◆ **YOUR GOAL**: Set all the material down again unchanged, without the pictures.

== RECORDS FOR THIS EXERCISE

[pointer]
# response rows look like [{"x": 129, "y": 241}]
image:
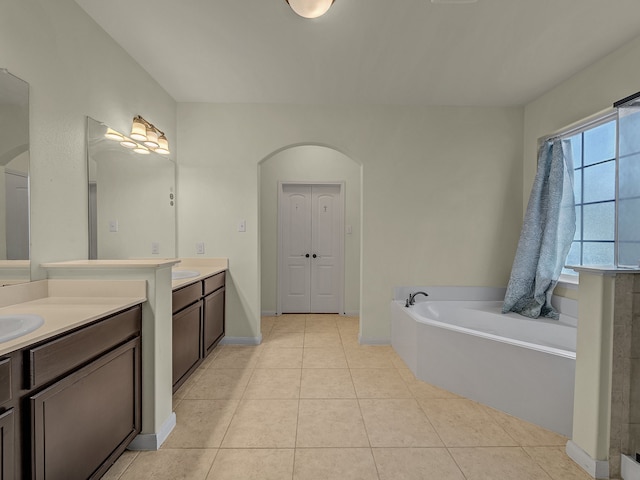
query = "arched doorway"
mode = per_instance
[{"x": 310, "y": 164}]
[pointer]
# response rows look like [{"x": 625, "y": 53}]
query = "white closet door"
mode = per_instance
[
  {"x": 295, "y": 212},
  {"x": 311, "y": 270},
  {"x": 326, "y": 271}
]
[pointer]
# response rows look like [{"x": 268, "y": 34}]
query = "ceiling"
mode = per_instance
[{"x": 404, "y": 52}]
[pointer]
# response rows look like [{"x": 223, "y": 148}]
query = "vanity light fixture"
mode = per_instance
[
  {"x": 113, "y": 135},
  {"x": 127, "y": 143},
  {"x": 141, "y": 150},
  {"x": 310, "y": 8},
  {"x": 152, "y": 137}
]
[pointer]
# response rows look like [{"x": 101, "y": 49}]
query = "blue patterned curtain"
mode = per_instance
[{"x": 548, "y": 230}]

====

◆ **REPLY TO THE EXERCISE**:
[pointer]
# response rows look like [{"x": 129, "y": 241}]
image:
query = "arched doorway"
mode = per_instance
[{"x": 310, "y": 164}]
[pointer]
# response rows look like [{"x": 625, "y": 53}]
query = "white closet door"
mode = per_instance
[
  {"x": 295, "y": 212},
  {"x": 311, "y": 270},
  {"x": 326, "y": 271}
]
[pointer]
# response rows look like [{"x": 268, "y": 34}]
query = "ceiling"
mode = per_instance
[{"x": 404, "y": 52}]
[pointer]
# response rows look like [{"x": 223, "y": 148}]
query = "vanity light fixture"
mode = per_instance
[
  {"x": 113, "y": 135},
  {"x": 127, "y": 143},
  {"x": 141, "y": 150},
  {"x": 310, "y": 8},
  {"x": 152, "y": 137}
]
[pointer]
# response rows look like [{"x": 101, "y": 49}]
query = "blue patterned curtain"
mode = per_instance
[{"x": 548, "y": 230}]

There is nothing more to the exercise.